Introduction

I will state the obvious — XML is good!  However, there are times when you want to display the XML in other formats.  XML has the flexibility to create different types of output. There are instances where displaying data in a spreadsheet is optimal for presentation and analysis of data. MarkLogic is a repository for storing and managing XML documents.  MarkLogic uses standard XQuery for accessing and manipulating XML.  Microsoft Excel does a really nice job of providing a format for performing data analysis.  In this article I am going to show you how to create a tabbed Excel spreadsheet using XQuery (with a MarkLogic extension) and XML stored in MarkLogic.

The Data

For the purpose of this article the following XML data will be used as an example.  This is a simplistic XML but the ideas and coding can be easily modified for your data.  The main sections of the purchase order that we want to focus on is:

  1. vendor
  2. originator
  3. item

We will make a 3-tabbed Excel spreadsheet that contains the tabs VendorOriginator and ItemsOrdered. Below is a sample of the data as it resides in MarkLogic.

Simple XML File

<purchase-order unique-id=”po1″>
<date>2012-01-05</date>
<po-number>3</po-number>
<vendor>
<contact-info>
<name>Acme Products</name>
<address>
<street>1200 Industrial Blvd</street>
<city>Anywhere</city>
<state>CA</state>
<postalcode>99999</postalcode>
</address>
<phone>410-555-1212</phone>
</contact-info>
</vendor>
<originator>
<contact-info>
<name>Porky Pig</name>
<address>
<street>1600 Pig Road</street>
<city>Loonytoon</city>
<state>CA</state>
<postalcode>20089</postalcode>
<phone>301-555-1212</phone>
</address>
</contact-info>
</originator>
<ship-to>
<contact-info>
<name>Wiley Coyote</name>
<address>
<street>24 Bird Place</street>
<city>Looneytoons</city>
<state>CA</state>
<postalcode>99998</postalcode>
</address>
<phone>301-555-1313</phone>
</contact-info>
</ship-to>
<items-ordered>
<item id=”item1″>
<item-number>301</item-number>
<item-name>Big Hammer</item-name>
<description>Hammer used to hit Road Runner over the head.</description>
<qty>1</qty>
<cost>19.95</cost>
</item>
<item unique-id=”item2″>
<item-number>2</item-number>
<item-name>invisible Rope</item-name>
<description>Rope used to trip Road Runner.  Works better when
2 ropes are laid sequentially 10 ft. apart.

▸ **Stated problem 1**
Write out the part of the MarkLogic article that opens with the words containing "We will make" and closes with "resides in MarkLogic.", switching "spreadsheet" to "workbook".
▸ **Stated problem 2**
Proceed with the MarkLogic article, starting right after its last line.

▸ **Supplied information**
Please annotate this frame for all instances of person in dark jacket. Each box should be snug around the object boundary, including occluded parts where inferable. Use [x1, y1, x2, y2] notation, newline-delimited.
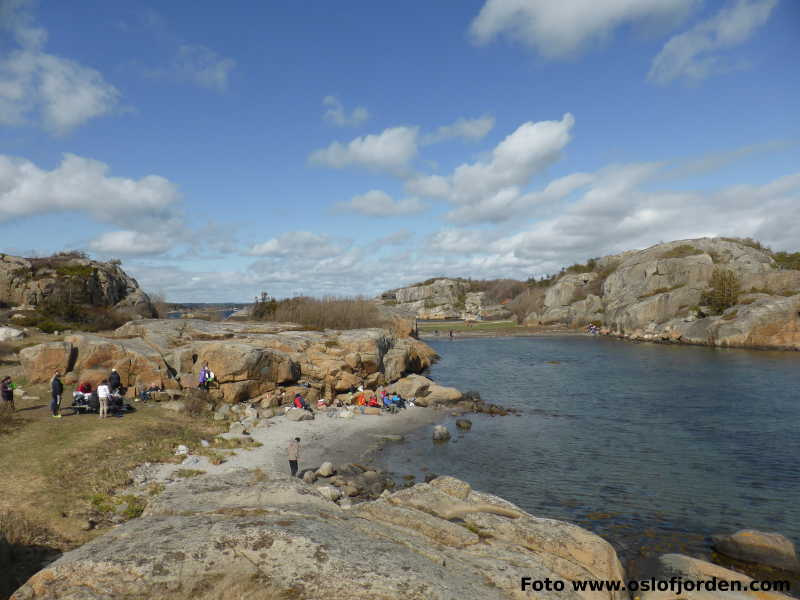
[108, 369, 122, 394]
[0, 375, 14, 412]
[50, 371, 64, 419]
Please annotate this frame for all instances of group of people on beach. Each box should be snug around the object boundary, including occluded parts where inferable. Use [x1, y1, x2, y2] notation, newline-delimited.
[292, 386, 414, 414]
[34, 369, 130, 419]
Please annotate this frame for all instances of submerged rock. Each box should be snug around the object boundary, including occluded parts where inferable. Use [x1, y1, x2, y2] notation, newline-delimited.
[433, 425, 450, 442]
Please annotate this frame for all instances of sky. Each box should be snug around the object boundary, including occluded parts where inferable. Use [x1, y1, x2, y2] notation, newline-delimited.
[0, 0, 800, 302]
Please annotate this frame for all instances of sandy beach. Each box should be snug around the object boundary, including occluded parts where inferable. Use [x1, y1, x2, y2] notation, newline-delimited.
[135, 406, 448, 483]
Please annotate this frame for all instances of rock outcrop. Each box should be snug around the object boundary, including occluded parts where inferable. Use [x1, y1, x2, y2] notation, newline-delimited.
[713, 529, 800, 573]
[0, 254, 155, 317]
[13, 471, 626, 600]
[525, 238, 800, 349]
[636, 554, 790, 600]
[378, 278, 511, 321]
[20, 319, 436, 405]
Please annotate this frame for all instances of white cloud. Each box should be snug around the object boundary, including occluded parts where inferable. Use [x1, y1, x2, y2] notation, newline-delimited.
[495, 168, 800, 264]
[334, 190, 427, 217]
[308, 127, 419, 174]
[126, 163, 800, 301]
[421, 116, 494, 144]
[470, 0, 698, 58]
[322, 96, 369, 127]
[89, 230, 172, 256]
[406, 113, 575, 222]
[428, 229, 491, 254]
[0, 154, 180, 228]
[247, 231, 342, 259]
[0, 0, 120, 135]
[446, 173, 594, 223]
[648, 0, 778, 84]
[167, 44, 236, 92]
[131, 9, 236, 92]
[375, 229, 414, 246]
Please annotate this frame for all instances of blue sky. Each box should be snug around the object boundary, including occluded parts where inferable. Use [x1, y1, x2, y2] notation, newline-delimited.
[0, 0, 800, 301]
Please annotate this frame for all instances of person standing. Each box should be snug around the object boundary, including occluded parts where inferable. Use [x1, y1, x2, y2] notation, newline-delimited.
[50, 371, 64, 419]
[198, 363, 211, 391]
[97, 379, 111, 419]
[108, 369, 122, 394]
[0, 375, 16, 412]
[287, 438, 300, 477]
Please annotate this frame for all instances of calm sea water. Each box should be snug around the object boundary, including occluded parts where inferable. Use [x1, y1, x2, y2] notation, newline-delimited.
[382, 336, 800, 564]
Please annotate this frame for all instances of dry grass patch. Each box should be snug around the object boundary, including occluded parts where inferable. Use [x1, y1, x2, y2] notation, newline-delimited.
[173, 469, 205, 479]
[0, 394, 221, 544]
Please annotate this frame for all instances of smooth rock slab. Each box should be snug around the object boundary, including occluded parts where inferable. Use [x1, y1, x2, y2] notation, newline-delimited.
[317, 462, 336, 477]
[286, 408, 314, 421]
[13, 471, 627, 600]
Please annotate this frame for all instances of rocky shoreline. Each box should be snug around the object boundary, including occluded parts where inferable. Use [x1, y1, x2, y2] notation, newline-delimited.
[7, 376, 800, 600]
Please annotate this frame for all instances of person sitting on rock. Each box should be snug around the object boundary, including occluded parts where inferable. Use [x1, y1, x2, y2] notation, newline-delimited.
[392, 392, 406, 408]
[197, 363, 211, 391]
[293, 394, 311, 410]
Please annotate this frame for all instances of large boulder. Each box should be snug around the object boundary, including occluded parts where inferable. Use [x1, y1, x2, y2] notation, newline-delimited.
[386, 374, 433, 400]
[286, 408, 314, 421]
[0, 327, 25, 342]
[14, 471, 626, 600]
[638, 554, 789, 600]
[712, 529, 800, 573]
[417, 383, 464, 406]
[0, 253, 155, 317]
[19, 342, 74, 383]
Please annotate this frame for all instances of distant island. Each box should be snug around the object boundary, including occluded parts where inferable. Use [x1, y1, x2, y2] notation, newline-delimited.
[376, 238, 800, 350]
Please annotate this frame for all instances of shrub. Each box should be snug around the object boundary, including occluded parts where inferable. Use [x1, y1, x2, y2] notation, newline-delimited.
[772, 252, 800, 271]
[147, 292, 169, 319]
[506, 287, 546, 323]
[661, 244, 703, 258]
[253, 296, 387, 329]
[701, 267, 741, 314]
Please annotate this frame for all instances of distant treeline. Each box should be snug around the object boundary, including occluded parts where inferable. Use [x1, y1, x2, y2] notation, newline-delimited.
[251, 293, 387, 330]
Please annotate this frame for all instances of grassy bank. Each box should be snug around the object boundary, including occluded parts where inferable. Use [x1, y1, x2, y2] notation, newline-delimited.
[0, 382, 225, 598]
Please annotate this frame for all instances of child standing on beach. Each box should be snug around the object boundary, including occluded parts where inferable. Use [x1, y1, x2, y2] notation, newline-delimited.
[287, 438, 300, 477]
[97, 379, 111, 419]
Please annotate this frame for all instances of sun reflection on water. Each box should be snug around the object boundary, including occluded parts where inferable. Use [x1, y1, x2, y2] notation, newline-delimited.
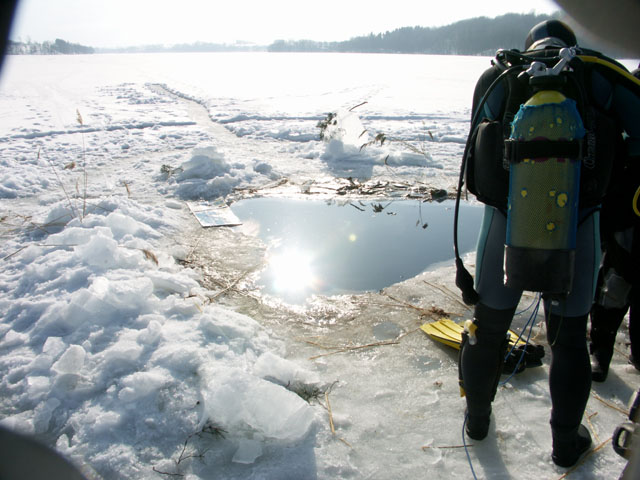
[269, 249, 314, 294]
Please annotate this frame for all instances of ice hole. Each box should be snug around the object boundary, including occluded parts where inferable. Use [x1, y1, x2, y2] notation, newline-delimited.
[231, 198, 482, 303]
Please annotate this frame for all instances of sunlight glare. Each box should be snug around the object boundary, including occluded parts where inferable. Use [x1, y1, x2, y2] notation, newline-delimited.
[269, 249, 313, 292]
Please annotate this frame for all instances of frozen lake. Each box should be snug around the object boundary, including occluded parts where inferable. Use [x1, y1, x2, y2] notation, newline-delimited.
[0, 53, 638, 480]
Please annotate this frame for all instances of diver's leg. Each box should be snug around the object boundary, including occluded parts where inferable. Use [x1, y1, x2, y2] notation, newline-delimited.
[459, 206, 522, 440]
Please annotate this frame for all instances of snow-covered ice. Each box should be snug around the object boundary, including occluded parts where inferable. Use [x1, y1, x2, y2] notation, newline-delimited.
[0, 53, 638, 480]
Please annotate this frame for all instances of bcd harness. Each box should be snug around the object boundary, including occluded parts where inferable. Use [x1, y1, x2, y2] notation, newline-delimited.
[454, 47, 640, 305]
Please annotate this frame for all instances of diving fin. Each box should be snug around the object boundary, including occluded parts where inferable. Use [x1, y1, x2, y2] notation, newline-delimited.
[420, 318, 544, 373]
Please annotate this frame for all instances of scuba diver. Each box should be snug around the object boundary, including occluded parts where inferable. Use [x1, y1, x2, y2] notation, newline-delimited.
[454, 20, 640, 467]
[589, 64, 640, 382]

▸ **Exercise answer 1**
We will make a 3-tabbed Excel workbook that contains the tabs VendorOriginator and ItemsOrdered. Below is a sample of the data as it resides in MarkLogic.

▸ **Exercise answer 2**
</description>
<qty>2</qty>
<cost>5.00</cost>
</item>
</items-ordered>
<delivery-options>
Please do not leave on door step.  Road Runner is very fast
and will retrieve items.
</delivery-options>
</purchase-order>

 

 

The XQuery Organization

It is important to know that the XQuery itself is pretty straight forward. However, creating the Excel 2003 XML needs to be exact and use appropriate Microsoft Excel syntax. There will be 3 Excel Worksheets and we will write an XQuery function that will create each Worksheet for us.
The following diagram shows the organization of the XQuery file:

 

Structure of the Xquery Document
XQuery Organization

We will create an XQuery function that will create a tab for each of the 3 Worksheets we want to create. I will talk more about these functions later.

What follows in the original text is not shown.